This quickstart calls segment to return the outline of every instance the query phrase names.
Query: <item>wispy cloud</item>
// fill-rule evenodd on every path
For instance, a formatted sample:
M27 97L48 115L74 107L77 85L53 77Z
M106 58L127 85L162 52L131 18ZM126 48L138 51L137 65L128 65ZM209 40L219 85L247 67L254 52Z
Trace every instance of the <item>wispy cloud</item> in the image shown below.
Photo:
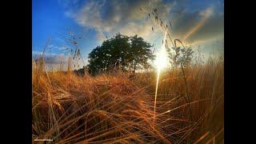
M163 0L112 0L88 1L82 5L72 6L70 4L66 15L74 18L80 26L97 31L99 42L118 32L132 36L138 34L152 43L163 35L159 29L151 27L154 23L148 18L148 11L154 8L165 22L172 22L171 34L186 44L203 44L214 38L223 38L223 7L218 2L207 7L190 10L186 8L186 1ZM141 9L142 10L141 10ZM176 13L182 10L181 14Z

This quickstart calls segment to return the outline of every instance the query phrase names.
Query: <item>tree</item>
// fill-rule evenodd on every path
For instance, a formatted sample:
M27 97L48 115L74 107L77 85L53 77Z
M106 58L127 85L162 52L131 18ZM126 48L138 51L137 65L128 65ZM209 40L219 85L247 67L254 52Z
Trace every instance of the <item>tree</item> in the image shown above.
M128 37L117 34L89 54L88 70L95 74L121 70L123 71L148 68L154 55L152 46L137 35Z

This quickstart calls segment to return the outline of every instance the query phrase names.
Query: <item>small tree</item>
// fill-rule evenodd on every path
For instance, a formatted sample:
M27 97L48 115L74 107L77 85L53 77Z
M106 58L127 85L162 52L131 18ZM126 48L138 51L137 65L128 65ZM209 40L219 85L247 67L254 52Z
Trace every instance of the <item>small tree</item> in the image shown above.
M89 73L122 70L123 71L150 67L154 59L151 46L137 35L127 37L117 34L89 54Z

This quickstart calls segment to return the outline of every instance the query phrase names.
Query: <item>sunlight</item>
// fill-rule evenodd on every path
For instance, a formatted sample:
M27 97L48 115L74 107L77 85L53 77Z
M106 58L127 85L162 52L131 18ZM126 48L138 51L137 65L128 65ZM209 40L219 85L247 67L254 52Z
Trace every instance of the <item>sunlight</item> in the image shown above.
M154 65L157 67L158 73L160 72L163 68L166 67L168 65L168 57L166 50L166 32L163 41L164 42L158 53L156 54L156 59L154 61Z
M163 39L163 43L161 46L161 50L157 54L157 58L154 61L154 64L157 66L158 70L158 75L157 75L157 83L155 86L155 95L154 95L154 124L155 122L155 108L156 108L156 102L157 102L157 96L158 96L158 82L160 78L161 70L166 67L168 65L168 57L167 52L166 50L166 31L165 38Z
• • • • •
Can you write out all the rows again, changing "quickstart" to "walkthrough" everywhere it appears and keeping everything else identical? Omit the pictures.

This walkthrough calls segment to return the outline of every instance the query phrase names.
Query: <item>wispy cloud</item>
// fill-rule evenodd on every path
For instance, a formatted sample:
M27 97L48 115L74 107L77 85L53 77Z
M106 58L127 85L162 52L131 18ZM126 48L138 51L137 65L128 65ZM209 40L219 85L247 67L254 52Z
Trace every instance of the <item>wispy cloud</item> in the image shown below.
Photo:
M163 0L112 0L88 1L82 5L72 6L70 4L66 15L74 18L80 26L97 31L99 42L118 32L132 36L138 34L152 43L163 35L159 29L151 27L154 23L148 18L148 11L154 8L165 22L172 22L171 34L186 44L203 44L214 38L223 38L223 7L218 2L207 7L190 10L186 8L186 1ZM141 9L142 10L141 10ZM176 13L182 10L181 14Z

This walkthrough calls segment to return the outline of every instance the query phrase names.
Query: <item>tree</item>
// fill-rule evenodd on every path
For instance, a formatted sample:
M27 97L48 115L74 107L77 85L53 77Z
M106 58L127 85L162 52L131 18ZM126 48L138 51L137 65L128 65ZM209 40L219 85L247 67L254 52Z
Trace every instance of the <item>tree</item> in the image shown above.
M128 37L117 34L89 54L88 70L95 74L121 70L123 71L148 68L154 55L152 46L137 35Z

This walkthrough calls segment to return the outline of every instance the query phrase names.
Query: <item>small tree</item>
// fill-rule evenodd on every path
For instance, a formatted sample:
M27 97L48 115L74 107L77 85L53 77Z
M106 58L127 85L162 52L131 18ZM126 48L138 51L137 65L128 65ZM209 40L219 85L247 67L254 52Z
Trace every instance of the <item>small tree</item> in the image shown above.
M89 73L122 70L123 71L150 67L154 59L151 46L137 35L127 37L117 34L89 54Z

This walkthrough calls segment to return the outline of every instance the query phrase names.
Query: <item>sunlight</item>
// fill-rule evenodd on every path
For instance, a formatted sample:
M27 97L48 115L74 107L77 85L53 77Z
M106 58L127 85L162 52L131 18ZM126 48L138 51L137 65L128 65ZM209 40L219 85L247 67L254 52Z
Trace every instance of the <item>sunlight</item> in the image shown above.
M154 65L157 67L158 73L160 72L163 68L166 67L168 65L168 57L166 50L166 32L163 41L164 42L158 53L156 54L156 59L154 61Z
M163 39L163 43L161 46L161 50L157 54L157 58L154 61L154 64L157 66L158 70L158 75L157 75L157 83L155 86L155 95L154 95L154 124L155 122L155 108L156 108L156 102L157 102L157 96L158 96L158 82L160 78L161 70L166 67L168 65L168 57L167 52L166 50L166 31L165 38Z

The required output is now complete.